# Shetland registration eligibility



## CrescentMinis (Aug 5, 2009)

I think this is going to be a "no" answer, but can't find what I need on the ShetlandMiniatures site....

Have a colt from this year with both parents AMHA/AMHR and sire is also ASPC; colt is 62.5" Arenosa. I am trying to familiarize myself with the shetland rules and world, so please bear with me!

This little guy is already 31" at not quite 4 months, so at this rate I may be lucky if he stays small enough for AMHR. If he outgrows those papers, what can we do with him? Is the shetland registry for 100% shetland horses only? I think I saw a show pony registry; is that more the direction he might fit in?





Ahhhh, I hope this guy slows down on the growth spurt! I have high hopes for him but he needs to stay under 38"!





Thanks in advance for input.


----------



## Field-of-Dreams (Aug 5, 2009)

Unless both parents are registered Shetland, he is not eligible to be registered ASPC. I do believe he can be registered Show Pony, though.

Lucy


----------



## Karen S (Aug 5, 2009)

Hi,

If your foal is from and AMHR x ASPC it can only be registered with the NSPR (NOT SHOW PONY-ASPR). The resulting foal will have to be DNA.

If your foal is by parents who hold both sets of papers ASPC/AMHR x ASPC/AMHR then that foal will automatically get both sets of papers.

Here is a copy of my past post on this subject.

Good Morning,

Was asked to post this here as well. There was a discussion on the L'il Begiinning board on the Miniature side. Just some more update to this thread....

The NSPR (National Show Pony Registry) is a new division of the ASPC/AMHR/ASPR. It was created three years ago for those folks who were breeding their Shetlands to larger ponies to create a pony that a child could step up to before they moved onto a "big" horse.
* * *
# Work to complete
a) In the forum thread on Shetland registration eligibility, rewrite the paragraph beginning "The NSPR (National Show Pony Registry)" as a short bulleted list that keeps its main facts.
b) Reproduce the part of the forum thread between "Thanks in advance" and "Show Pony, though.", inclusive.

[Data items]
* * *
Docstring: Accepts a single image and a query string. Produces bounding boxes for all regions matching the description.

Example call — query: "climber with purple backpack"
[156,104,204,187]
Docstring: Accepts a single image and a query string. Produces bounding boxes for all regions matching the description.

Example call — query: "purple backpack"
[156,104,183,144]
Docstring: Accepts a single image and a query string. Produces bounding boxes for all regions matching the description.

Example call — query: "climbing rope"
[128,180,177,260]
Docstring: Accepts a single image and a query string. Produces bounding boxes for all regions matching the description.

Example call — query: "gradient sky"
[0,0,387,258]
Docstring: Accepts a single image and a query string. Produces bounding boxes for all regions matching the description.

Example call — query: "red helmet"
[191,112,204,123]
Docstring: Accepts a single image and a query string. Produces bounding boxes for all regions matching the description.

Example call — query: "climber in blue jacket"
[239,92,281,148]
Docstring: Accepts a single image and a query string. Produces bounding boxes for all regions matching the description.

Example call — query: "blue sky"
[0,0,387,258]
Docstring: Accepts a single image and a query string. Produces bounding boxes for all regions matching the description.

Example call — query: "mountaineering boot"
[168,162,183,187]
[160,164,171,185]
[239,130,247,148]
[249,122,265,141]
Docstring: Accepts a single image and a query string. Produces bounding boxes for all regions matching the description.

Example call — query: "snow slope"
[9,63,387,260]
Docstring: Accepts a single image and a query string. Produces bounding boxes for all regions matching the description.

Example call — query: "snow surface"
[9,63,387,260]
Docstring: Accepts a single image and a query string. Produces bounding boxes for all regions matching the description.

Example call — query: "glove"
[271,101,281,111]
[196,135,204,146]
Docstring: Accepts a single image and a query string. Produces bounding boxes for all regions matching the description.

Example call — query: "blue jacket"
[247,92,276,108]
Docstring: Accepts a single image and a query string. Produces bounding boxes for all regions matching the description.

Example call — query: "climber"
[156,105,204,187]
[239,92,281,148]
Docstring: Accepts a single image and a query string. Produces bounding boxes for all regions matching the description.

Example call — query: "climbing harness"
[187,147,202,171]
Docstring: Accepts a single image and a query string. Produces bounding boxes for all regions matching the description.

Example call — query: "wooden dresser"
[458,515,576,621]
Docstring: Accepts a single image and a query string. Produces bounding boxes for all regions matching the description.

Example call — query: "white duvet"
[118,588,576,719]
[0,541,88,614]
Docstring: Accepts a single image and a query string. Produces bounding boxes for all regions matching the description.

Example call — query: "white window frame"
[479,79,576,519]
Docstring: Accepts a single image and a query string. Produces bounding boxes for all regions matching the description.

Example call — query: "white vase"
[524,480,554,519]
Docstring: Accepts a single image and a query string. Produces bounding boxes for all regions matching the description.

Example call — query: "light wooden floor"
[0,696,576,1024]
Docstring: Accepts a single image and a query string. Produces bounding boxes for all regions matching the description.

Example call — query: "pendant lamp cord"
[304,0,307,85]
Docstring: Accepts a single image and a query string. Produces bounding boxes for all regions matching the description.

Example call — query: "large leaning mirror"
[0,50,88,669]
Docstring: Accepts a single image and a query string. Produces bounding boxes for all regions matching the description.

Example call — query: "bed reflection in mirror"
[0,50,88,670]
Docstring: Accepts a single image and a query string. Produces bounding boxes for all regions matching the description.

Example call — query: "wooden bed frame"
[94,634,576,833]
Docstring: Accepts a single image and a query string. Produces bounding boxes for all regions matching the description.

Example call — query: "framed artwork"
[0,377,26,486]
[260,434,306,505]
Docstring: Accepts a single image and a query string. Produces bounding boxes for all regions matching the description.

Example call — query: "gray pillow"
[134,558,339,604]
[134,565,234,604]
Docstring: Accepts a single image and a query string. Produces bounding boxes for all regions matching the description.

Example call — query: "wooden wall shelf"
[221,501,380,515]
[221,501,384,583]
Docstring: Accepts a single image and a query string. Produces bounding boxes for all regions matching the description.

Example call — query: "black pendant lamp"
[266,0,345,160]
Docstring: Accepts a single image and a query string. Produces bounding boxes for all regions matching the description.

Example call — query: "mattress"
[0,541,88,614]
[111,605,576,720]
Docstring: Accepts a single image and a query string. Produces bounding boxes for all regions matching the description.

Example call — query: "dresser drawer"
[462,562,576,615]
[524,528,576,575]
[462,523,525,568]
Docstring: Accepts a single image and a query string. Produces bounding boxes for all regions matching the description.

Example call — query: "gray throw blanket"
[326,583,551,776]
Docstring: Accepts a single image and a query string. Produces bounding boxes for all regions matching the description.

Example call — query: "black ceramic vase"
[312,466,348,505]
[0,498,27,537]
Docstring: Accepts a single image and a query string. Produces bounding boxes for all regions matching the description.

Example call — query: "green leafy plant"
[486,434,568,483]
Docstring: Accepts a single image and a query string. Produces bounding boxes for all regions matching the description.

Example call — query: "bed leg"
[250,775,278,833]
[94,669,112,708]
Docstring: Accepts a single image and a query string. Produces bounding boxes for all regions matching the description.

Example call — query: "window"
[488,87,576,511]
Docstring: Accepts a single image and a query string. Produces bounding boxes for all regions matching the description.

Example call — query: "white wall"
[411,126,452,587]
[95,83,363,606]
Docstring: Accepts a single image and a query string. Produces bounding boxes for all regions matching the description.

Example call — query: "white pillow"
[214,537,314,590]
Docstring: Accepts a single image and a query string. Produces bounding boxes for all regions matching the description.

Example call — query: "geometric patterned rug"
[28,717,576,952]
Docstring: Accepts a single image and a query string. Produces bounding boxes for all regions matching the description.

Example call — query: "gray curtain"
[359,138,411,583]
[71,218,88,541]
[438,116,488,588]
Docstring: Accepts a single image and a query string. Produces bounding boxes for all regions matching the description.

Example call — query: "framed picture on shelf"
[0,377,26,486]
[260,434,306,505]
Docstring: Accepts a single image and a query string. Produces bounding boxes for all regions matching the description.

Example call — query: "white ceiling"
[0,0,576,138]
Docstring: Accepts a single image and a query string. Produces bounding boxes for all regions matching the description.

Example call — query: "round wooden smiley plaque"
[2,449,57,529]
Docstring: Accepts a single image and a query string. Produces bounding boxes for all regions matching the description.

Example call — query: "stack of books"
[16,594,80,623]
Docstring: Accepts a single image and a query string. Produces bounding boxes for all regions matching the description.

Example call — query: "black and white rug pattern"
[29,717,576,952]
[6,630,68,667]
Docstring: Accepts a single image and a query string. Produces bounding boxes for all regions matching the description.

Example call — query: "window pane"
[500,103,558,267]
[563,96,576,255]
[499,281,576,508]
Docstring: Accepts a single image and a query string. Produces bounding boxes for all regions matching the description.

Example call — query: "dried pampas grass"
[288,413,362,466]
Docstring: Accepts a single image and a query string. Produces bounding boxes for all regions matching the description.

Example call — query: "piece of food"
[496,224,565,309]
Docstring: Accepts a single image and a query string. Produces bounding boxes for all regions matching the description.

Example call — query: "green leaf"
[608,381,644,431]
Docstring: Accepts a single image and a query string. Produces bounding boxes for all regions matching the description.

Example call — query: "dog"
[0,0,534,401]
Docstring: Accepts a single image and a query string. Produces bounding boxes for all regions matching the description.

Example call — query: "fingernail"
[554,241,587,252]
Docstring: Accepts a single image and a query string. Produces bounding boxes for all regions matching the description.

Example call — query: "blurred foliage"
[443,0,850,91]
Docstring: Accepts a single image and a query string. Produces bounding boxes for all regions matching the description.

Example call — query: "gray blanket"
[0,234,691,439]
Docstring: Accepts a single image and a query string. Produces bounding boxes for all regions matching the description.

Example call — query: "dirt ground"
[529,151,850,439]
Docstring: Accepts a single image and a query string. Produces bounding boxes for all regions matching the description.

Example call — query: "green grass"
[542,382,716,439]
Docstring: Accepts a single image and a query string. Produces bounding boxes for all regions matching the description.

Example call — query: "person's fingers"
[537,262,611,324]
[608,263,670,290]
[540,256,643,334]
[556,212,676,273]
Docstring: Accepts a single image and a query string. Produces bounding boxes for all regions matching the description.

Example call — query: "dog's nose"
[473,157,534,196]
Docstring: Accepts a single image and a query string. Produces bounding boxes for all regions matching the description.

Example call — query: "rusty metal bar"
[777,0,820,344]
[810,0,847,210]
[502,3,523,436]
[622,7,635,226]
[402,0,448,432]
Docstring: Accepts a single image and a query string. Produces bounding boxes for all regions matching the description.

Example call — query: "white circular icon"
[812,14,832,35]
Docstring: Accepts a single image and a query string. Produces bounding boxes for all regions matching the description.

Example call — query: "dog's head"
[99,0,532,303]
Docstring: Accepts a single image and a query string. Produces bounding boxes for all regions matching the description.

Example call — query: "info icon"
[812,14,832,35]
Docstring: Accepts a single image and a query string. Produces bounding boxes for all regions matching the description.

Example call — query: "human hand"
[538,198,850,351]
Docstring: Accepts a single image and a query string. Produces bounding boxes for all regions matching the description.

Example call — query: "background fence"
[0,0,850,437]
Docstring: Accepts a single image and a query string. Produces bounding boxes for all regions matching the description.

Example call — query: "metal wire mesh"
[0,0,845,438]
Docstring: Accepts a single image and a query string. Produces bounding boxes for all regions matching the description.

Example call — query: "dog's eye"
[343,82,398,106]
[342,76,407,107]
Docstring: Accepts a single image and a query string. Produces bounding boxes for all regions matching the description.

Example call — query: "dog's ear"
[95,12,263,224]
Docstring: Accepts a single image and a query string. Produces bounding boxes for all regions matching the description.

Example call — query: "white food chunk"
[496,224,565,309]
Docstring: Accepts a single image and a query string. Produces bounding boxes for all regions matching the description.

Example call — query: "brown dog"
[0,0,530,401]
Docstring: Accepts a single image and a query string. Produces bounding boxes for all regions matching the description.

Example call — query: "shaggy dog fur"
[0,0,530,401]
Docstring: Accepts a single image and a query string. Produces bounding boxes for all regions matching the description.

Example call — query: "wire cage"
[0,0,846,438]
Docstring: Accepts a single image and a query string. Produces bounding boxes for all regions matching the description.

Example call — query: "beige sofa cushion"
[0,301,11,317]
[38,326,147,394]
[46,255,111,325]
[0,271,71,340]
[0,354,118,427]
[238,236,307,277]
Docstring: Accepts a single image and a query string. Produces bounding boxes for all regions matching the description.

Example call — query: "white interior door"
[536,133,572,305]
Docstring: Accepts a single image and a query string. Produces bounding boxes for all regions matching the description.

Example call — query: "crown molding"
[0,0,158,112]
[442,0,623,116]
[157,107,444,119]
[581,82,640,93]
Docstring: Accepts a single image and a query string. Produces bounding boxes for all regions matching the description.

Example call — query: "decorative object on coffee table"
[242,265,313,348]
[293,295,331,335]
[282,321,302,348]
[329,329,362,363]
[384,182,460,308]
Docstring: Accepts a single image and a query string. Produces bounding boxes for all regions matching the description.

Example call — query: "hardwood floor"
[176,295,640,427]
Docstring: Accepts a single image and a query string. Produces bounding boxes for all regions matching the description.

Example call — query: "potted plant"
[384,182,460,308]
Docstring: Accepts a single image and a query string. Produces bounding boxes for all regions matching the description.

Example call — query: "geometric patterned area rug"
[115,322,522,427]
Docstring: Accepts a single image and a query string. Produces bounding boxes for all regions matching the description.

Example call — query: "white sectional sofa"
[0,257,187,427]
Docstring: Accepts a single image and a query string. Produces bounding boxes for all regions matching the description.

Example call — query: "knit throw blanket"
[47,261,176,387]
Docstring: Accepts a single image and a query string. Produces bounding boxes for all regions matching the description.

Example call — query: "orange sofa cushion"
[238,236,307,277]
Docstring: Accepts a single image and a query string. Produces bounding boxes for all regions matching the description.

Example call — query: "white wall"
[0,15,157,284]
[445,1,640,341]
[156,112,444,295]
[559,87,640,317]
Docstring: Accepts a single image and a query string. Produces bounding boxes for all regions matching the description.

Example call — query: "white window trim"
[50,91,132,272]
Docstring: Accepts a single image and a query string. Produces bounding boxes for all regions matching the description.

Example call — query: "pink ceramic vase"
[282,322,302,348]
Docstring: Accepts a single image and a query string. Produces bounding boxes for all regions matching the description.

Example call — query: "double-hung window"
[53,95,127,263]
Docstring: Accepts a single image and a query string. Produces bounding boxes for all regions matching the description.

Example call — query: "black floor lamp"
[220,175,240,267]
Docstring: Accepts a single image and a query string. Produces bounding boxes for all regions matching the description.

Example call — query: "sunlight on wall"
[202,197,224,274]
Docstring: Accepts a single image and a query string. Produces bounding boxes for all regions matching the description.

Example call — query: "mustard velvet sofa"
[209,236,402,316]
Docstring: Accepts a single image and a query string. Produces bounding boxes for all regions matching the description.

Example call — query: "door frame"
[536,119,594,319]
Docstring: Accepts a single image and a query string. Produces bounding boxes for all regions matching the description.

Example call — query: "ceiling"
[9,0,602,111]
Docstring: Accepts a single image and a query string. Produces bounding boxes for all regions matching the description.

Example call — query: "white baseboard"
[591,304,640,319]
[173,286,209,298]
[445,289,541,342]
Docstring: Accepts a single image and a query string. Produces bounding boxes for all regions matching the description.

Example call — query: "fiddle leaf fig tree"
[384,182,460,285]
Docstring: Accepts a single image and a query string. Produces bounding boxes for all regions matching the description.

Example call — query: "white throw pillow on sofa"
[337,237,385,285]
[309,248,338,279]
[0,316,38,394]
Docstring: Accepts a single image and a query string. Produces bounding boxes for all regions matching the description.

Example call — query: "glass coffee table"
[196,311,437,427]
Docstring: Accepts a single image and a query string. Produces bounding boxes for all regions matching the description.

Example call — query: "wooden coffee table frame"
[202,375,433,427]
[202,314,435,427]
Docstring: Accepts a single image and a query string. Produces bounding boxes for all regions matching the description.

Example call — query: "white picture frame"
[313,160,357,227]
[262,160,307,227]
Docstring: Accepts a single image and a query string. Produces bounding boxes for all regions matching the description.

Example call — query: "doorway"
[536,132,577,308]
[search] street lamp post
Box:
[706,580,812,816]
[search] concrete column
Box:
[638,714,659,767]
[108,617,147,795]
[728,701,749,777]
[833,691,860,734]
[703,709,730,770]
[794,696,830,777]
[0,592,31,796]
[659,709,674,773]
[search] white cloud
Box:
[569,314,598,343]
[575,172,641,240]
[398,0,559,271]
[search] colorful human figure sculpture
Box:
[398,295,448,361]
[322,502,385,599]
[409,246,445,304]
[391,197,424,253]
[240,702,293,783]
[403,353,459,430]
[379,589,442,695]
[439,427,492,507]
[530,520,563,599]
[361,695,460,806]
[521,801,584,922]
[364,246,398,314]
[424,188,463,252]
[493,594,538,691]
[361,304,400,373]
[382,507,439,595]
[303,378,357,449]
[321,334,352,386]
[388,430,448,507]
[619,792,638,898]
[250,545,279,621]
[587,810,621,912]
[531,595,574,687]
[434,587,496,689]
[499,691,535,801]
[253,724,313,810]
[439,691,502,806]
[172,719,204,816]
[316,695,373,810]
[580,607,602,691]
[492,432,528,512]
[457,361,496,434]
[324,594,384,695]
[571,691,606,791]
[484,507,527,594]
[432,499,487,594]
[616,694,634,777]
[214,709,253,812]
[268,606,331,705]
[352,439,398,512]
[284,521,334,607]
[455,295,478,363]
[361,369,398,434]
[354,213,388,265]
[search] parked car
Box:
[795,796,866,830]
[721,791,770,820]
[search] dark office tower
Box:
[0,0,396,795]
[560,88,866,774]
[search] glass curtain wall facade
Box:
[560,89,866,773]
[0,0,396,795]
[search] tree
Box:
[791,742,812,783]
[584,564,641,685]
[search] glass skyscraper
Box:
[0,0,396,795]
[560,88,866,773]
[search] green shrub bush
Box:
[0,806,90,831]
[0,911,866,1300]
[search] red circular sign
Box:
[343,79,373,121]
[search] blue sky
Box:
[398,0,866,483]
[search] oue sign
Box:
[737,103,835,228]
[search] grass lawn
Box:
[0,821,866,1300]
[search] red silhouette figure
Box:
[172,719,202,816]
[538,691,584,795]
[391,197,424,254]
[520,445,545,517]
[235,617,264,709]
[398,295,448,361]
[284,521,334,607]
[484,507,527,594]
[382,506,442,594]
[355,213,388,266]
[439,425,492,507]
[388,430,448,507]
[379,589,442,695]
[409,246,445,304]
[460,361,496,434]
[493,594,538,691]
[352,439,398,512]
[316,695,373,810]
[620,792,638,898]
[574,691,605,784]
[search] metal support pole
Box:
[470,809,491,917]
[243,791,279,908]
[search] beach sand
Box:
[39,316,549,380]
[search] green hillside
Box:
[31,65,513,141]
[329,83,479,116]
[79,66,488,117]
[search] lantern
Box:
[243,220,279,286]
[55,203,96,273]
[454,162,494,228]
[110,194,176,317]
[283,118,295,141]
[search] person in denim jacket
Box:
* * *
# Results for the exercise
a)
- The NSPR (National Show Pony Registry) is a new division of the ASPC/AMHR/ASPR.
- It was created three years ago.
- It serves people breeding their Shetlands to larger ponies.
- The goal is a pony a child could step up to before moving on to a "big" horse.

b)
Thanks in advance for input.


----------



## Field-of-Dreams (Aug 5, 2009)

Unless both parents are registered Shetland, he is not eligible to be registered ASPC. I do believe he can be registered Show Pony, though.